Text-to-region grounding data:
-*-

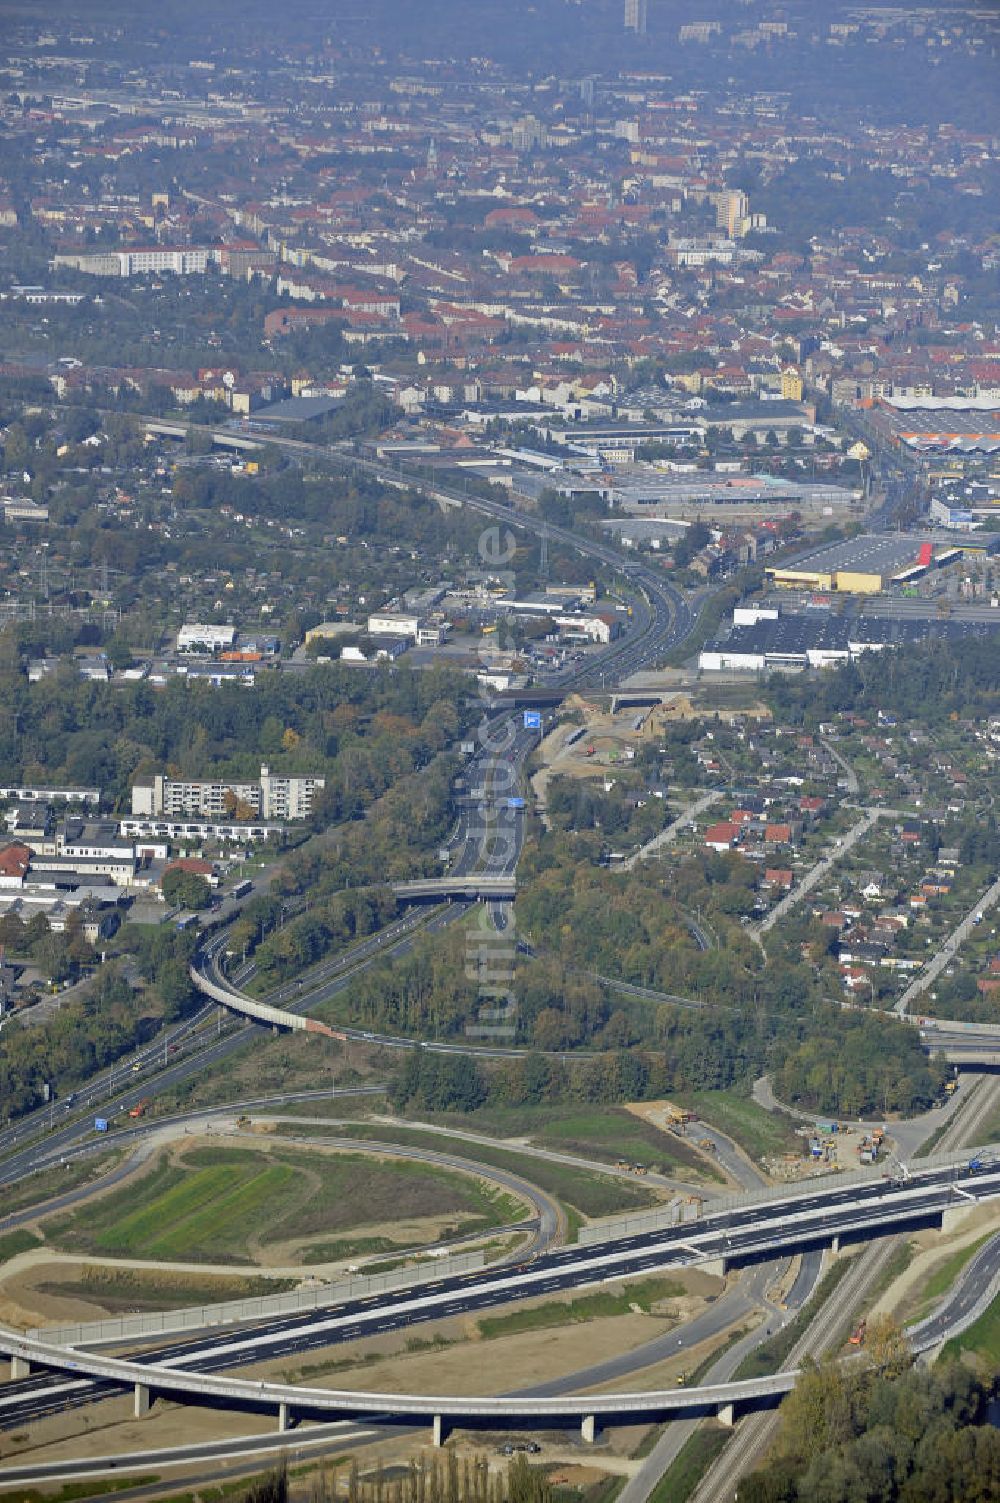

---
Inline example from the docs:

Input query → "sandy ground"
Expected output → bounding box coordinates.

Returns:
[531,693,770,820]
[869,1199,1000,1325]
[243,1271,725,1394]
[623,1101,738,1190]
[260,1312,669,1395]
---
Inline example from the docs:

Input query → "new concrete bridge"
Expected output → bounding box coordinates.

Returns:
[3,1157,999,1444]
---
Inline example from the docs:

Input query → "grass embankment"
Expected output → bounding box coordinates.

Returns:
[0,1228,42,1263]
[663,586,740,669]
[647,1427,730,1503]
[478,1275,685,1339]
[674,1090,801,1164]
[914,1114,954,1160]
[909,1231,998,1324]
[150,1028,385,1114]
[683,1324,753,1387]
[732,1256,858,1381]
[330,1123,661,1221]
[46,1144,526,1264]
[1,1148,125,1220]
[975,1097,1000,1146]
[33,1267,297,1313]
[7,1483,159,1503]
[940,1290,1000,1368]
[418,1104,724,1184]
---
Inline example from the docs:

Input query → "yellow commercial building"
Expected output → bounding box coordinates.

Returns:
[833,570,883,594]
[767,566,882,594]
[768,566,834,591]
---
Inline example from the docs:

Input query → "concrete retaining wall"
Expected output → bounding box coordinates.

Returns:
[31,1249,485,1348]
[577,1142,1000,1247]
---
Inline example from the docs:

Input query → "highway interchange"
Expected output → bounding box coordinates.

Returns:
[2,434,999,1497]
[2,1149,999,1437]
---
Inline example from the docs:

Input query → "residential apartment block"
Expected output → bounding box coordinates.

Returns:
[131,765,325,821]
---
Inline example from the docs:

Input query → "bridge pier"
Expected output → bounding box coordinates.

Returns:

-*-

### Prompt
Please reproduce the records above exactly, omitting every picture.

### Response to the task
---
Inline example from the docs:

Input query → "sandy ground"
Expected output → bounding box coordinates.

Returns:
[531,693,770,820]
[869,1199,1000,1325]
[243,1271,725,1394]
[623,1101,738,1190]
[260,1312,669,1395]
---
Inline example from the docs:

Input query → "new concrete bridge"
Expected output → bounding box coordinates.

Returns:
[3,1157,999,1444]
---
Inline example from the docs:

Input query → "grass embankment"
Expected output → bounding box coordinates.

Returns:
[0,1228,42,1263]
[663,586,740,669]
[647,1427,730,1503]
[478,1275,685,1339]
[674,1090,801,1164]
[914,1114,954,1160]
[909,1231,998,1324]
[150,1028,385,1114]
[683,1324,753,1387]
[732,1256,858,1381]
[330,1123,661,1221]
[46,1144,526,1264]
[1,1148,125,1220]
[975,1097,1000,1146]
[33,1267,297,1313]
[7,1483,159,1503]
[940,1290,1000,1368]
[418,1104,724,1184]
---
Inline example from the docs:

Input query → "yellow commercial building"
Expected output → bounding box coordinates.

Returns:
[833,570,883,594]
[767,566,882,594]
[768,566,834,591]
---
Inline example from the docs:

Input query → "concrete retaining wall"
Expected output → bounding box coordinates.

Returns:
[31,1249,485,1348]
[577,1142,1000,1247]
---
Inline example from the docs:

Input query → "highway interchange"
Expected output → bounding box coordinates.

Returns:
[2,434,999,1497]
[2,1149,999,1437]
---
Inline example from the docs:

Input query → "residential apartment block"
Expected output → bounding box coordinates.

Returns:
[131,765,325,821]
---
Inline example from the docs:

Input query → "bridge pier"
Expected output → bounding box coordinates.

Returns:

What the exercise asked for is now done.